Photo-based referring expression data:
'''

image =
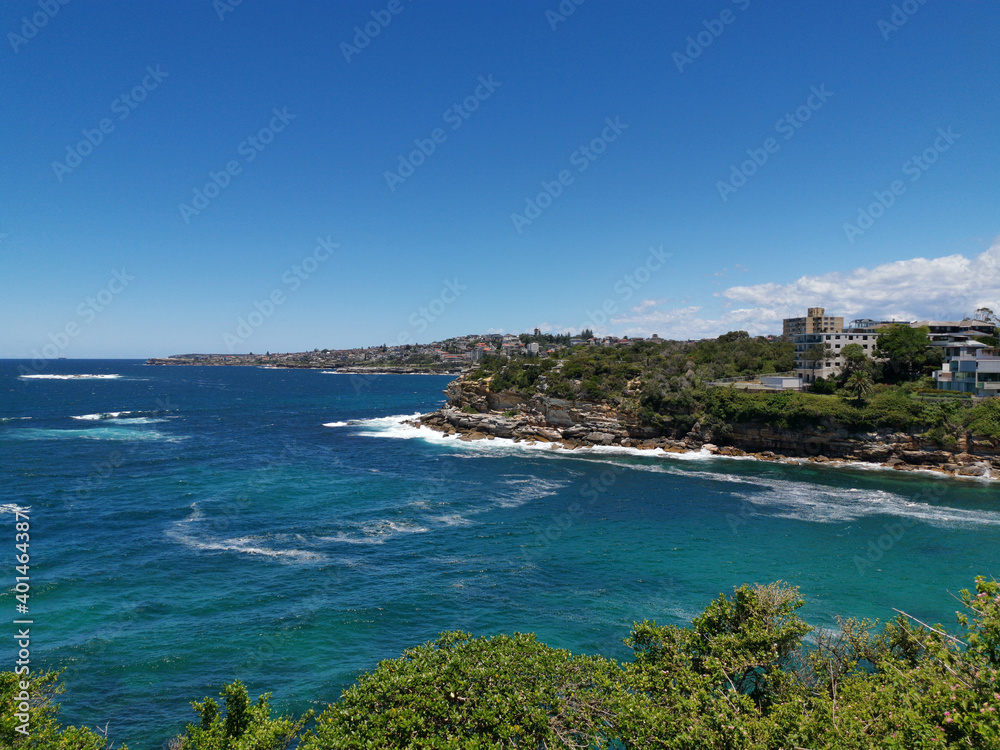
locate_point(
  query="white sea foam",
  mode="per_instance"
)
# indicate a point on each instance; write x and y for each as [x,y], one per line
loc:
[807,501]
[118,432]
[453,519]
[182,532]
[82,376]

'''

From the first line to the last, restate the entries exactly, without pictures.

## ANSWER SPACE
image =
locate_point(
  query="white sea foam",
  mode="per_instance"
)
# indicate a point on each instance; write x and y for each as [x,y], one per line
loc:
[807,501]
[118,432]
[453,519]
[182,532]
[82,376]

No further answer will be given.